EXTRACTED TEXT —
Ahhh-the smell of rhubarb muffins in the springtime. Every spring, I buy a bunch of rhubarb and I make these muffins. Rhubarb is in season now and you very well might be able find it at your local farmers’ market. I picked some up over the weekend along with some other seasonal goodies including asparagus and (almost local) strawberries. (Check out my roasted asparagus with goat cheese recipe here.)
As I was making my purchases, these little buggars began to develop their reputation as strawberry thieves. They’re cute, they know it, and they use this to their advantage.
A rather tart red-green stalk, rhubarb is commonly made into pies with a boatload of added sugar. I dig this recipe because it doesn’t have too much sugar and the rhubarb provides a nice kind of tangy contrast.

DATA PROVIDED —
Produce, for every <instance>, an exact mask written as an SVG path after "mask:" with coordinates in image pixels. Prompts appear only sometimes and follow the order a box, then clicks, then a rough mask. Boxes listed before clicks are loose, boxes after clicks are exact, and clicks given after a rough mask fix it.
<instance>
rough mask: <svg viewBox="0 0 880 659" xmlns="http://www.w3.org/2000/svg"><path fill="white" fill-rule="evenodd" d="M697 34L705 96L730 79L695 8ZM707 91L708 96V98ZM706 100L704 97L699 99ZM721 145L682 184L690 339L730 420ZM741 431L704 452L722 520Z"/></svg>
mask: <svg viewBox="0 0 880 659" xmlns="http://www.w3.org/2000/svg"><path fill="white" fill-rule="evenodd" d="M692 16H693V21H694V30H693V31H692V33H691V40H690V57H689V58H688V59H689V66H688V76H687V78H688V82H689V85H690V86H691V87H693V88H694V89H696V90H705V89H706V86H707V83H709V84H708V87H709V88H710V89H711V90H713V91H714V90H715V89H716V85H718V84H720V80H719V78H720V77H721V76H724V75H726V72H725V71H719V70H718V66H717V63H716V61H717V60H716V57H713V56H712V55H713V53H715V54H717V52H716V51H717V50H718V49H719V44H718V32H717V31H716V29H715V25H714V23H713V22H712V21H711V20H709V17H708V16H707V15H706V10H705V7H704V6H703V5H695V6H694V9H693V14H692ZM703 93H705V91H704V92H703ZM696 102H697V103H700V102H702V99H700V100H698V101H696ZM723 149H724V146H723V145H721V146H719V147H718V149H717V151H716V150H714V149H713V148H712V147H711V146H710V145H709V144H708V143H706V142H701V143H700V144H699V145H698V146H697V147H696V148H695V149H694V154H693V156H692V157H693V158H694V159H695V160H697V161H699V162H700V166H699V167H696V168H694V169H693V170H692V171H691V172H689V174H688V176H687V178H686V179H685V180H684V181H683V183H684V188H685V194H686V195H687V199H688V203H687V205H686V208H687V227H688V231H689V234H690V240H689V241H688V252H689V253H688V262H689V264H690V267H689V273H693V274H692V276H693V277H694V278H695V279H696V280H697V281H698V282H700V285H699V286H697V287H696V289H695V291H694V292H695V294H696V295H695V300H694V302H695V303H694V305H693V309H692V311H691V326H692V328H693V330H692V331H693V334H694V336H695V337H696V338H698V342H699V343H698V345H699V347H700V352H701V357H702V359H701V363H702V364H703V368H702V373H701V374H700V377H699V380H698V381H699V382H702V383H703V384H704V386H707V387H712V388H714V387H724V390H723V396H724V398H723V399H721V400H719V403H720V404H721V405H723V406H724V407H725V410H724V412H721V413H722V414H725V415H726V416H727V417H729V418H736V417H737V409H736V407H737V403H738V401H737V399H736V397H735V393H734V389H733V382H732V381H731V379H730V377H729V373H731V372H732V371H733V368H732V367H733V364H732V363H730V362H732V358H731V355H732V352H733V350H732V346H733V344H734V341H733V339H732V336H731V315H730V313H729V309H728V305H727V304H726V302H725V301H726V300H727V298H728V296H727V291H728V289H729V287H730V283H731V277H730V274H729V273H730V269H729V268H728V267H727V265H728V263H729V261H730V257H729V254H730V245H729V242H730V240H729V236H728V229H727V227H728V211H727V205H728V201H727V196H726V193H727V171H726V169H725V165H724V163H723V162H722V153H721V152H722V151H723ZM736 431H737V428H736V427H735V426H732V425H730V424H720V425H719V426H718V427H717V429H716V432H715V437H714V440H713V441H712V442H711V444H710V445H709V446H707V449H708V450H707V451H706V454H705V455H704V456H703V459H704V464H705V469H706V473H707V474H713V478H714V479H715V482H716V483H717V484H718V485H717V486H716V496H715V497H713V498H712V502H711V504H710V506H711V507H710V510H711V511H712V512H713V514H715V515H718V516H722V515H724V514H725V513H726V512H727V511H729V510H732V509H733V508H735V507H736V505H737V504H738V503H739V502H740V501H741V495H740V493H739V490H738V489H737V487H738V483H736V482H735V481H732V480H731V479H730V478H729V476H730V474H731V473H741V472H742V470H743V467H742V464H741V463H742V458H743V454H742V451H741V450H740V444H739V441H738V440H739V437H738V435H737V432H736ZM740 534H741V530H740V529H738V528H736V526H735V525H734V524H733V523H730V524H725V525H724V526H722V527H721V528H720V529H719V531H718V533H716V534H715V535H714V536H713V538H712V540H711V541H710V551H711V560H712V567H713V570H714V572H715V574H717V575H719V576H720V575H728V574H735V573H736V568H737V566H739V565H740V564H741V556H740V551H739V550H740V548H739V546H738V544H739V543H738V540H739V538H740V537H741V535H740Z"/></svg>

EXPLORE THE MATERIAL —
1. Return the passage of the rhubarb muffin post starting at "As I was making" and ending at "to their advantage.", copied word for word.
2. Resume the rhubarb muffin post from the point where it stops, carrying on after its last sentence.

RESPONSES IN ORDER —
1.
As I was making my purchases, these little buggars began to develop their reputation as strawberry thieves. They’re cute, they know it, and they use this to their advantage.

2.
I will contend that the number one most awesome way to get muffin batter into muffin tins is to use an ice cream scoop. Try it. You can thank me later when you can use the extra time you aren’t scrubbing baked on muffin batter off the muffin tin to watch some trashy tv.
Check out the full recipe below.
- 1 1/2 C flour (may use all whole wheat flour, as I did)
- 1 C whole wheat flour
- 1 t baking soda
- 1 t baking powder
- 1/2 t salt
- 1 C buttermilk or plain yogurt
- 3/4 C brown sugar
- 1/2 C oil
- 1 egg, beaten
- 2 t vanilla
- 1 1/2 C diced rhubarb
- 1/2 C nuts (optional)
- 1/4 C sugar
- 1 T butter, melted
- 1 t ground cinnamon
- 1 t flour
Preheat oven to 375 degrees. Combine the flour, baking soda, baking powder and salt thoroughly in a medium bowl.
Combine the buttermilk or yogurt, brown sugar, oil, egg, and vanilla well in a large mixing bowl. Stir in dry ingredients until just moistened. Stir in rhubarb and nuts if using. Fill greased or paper lined muffin tins 2/3 full.
Combine crumble ingredients and sprinkle on top of batter. Bake prepared muffin tins until toothpick inserted in center comes out clean, about 20 minutes. Remove from pans and cool on wire racks. Makes about 18.
Recipe from Simply in Season.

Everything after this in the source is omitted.